— START OF RECORDS SHOWN —

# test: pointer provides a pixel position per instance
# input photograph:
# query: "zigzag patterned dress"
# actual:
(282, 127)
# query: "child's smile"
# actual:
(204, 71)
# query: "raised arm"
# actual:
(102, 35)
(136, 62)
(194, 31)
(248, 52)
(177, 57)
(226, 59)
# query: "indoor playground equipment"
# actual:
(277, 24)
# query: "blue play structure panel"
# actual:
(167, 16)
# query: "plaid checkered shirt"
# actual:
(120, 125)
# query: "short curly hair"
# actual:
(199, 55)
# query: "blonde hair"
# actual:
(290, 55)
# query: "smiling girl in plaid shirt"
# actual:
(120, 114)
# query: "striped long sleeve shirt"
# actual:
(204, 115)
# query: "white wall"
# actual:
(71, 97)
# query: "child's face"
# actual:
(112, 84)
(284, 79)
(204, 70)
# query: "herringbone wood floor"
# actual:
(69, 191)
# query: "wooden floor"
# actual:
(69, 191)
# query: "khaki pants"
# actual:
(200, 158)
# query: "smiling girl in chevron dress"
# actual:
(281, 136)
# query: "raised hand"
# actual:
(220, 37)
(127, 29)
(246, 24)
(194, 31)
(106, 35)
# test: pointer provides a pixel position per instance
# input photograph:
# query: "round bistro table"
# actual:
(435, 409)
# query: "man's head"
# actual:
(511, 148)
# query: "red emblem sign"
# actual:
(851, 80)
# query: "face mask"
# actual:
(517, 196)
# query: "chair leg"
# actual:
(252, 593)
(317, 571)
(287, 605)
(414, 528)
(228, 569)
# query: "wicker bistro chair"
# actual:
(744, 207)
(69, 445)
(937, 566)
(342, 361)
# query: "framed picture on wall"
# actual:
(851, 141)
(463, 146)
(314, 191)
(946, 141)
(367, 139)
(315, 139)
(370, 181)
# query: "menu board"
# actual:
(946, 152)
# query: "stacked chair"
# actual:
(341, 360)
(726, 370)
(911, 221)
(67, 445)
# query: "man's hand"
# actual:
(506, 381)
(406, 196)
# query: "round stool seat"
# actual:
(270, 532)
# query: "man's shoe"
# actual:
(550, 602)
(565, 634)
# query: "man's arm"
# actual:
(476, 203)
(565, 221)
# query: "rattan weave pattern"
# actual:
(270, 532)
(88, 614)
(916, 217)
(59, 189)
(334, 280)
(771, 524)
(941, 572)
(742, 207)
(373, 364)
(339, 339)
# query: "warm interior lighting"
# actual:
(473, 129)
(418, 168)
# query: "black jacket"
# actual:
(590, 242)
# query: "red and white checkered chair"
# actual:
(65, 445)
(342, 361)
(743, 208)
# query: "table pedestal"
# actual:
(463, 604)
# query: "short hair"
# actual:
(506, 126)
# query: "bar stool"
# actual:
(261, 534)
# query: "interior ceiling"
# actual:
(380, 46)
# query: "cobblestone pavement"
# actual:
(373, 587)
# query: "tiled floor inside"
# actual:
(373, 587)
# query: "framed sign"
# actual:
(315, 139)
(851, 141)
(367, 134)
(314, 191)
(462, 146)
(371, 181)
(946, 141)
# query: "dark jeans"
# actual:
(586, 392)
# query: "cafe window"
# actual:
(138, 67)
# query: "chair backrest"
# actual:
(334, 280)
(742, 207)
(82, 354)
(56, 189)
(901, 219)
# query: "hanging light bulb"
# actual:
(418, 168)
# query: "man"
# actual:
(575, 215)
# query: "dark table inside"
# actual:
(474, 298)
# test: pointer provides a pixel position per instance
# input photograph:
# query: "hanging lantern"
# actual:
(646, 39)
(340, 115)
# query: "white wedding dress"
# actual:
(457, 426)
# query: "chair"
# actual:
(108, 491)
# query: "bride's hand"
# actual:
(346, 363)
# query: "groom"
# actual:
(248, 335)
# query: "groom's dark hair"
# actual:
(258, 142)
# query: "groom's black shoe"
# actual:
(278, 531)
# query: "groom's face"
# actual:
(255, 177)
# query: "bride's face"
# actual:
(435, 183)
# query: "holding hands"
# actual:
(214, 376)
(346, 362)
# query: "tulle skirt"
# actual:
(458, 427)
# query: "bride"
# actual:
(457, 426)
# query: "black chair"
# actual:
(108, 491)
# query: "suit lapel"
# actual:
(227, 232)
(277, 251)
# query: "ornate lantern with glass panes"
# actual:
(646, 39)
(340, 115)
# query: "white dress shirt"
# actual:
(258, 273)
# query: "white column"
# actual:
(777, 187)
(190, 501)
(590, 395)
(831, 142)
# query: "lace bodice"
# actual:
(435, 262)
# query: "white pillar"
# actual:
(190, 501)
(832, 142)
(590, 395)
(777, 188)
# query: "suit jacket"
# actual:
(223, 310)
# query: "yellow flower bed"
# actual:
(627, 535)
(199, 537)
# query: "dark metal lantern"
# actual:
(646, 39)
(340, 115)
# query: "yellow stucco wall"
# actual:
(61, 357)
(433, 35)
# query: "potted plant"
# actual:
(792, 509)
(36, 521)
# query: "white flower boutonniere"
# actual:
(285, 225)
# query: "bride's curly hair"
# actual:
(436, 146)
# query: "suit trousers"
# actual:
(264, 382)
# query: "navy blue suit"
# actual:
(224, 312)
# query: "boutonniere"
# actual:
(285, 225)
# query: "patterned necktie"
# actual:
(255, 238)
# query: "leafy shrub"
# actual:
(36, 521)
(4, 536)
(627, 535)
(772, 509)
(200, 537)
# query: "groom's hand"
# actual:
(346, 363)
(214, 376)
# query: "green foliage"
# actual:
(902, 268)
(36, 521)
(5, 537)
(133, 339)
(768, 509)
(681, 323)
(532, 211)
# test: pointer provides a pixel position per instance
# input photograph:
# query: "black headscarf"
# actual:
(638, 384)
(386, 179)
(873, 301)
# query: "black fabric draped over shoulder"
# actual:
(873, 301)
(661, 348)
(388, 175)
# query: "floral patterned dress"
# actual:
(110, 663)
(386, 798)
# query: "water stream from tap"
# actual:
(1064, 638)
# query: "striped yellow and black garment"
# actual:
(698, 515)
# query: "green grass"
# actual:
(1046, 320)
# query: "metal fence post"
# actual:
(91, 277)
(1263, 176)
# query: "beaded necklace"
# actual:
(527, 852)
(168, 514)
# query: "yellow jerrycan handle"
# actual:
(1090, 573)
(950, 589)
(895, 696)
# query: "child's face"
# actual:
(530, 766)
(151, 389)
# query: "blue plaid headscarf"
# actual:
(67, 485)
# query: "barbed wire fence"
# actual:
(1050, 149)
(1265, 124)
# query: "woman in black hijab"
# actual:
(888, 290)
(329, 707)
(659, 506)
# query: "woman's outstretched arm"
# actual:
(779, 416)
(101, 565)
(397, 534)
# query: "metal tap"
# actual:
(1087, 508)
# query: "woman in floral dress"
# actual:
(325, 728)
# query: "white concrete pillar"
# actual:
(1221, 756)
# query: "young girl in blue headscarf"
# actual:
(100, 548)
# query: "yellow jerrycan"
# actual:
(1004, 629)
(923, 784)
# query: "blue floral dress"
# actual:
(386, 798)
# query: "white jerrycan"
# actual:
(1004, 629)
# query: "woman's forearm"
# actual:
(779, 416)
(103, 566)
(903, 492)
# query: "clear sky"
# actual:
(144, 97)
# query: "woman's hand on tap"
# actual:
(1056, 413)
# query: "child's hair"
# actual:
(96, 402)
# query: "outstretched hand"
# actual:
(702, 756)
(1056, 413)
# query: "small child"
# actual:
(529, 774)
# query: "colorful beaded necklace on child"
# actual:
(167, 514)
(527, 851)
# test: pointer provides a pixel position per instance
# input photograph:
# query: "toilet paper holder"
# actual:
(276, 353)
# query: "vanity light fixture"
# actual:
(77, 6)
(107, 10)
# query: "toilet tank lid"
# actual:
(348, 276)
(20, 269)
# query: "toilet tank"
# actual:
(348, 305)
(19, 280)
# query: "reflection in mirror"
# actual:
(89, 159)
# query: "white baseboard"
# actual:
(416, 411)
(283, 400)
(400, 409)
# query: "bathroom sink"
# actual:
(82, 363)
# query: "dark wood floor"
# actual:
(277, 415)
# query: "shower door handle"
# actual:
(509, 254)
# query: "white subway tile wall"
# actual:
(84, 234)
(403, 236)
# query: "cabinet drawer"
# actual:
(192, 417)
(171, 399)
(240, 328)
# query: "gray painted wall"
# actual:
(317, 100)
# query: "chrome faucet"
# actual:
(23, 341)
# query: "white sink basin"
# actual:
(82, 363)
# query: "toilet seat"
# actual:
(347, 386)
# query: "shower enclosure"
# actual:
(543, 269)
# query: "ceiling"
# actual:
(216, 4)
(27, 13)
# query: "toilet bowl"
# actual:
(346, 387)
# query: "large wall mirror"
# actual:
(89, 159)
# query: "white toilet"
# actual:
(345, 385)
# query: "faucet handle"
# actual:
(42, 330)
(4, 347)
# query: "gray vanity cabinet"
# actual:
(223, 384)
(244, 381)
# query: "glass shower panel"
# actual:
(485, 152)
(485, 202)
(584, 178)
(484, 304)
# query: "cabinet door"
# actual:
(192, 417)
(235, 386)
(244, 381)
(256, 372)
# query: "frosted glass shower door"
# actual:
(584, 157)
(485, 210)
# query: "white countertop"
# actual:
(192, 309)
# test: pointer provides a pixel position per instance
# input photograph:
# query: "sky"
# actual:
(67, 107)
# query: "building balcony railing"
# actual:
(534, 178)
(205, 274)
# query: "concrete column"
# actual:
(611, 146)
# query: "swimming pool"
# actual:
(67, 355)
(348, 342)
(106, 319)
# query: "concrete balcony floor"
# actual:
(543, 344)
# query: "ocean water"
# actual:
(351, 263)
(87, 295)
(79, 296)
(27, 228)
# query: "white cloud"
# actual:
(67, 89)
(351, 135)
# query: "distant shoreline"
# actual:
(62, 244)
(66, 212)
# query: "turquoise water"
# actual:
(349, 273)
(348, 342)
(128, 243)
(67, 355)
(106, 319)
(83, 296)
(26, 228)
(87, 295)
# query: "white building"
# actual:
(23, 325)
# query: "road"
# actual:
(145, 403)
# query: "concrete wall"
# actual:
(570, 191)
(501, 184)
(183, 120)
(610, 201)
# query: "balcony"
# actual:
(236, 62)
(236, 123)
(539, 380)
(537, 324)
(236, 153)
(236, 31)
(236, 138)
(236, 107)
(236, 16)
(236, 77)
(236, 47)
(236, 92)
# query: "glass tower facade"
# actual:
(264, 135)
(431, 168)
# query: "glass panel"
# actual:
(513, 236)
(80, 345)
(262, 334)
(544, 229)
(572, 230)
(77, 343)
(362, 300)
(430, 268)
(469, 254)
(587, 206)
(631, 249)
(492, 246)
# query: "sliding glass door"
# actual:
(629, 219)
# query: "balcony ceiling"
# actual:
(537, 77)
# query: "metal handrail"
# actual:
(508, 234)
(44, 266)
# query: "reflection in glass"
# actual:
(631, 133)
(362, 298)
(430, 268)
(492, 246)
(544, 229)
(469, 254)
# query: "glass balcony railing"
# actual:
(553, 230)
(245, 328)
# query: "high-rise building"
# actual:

— END OF RECORDS SHOWN —

**DESCRIPTION OF THE TASK**
Count the lines above that contain the string "headscarf", matching case exactly, and reply with only that number.

**THE OUTPUT**
3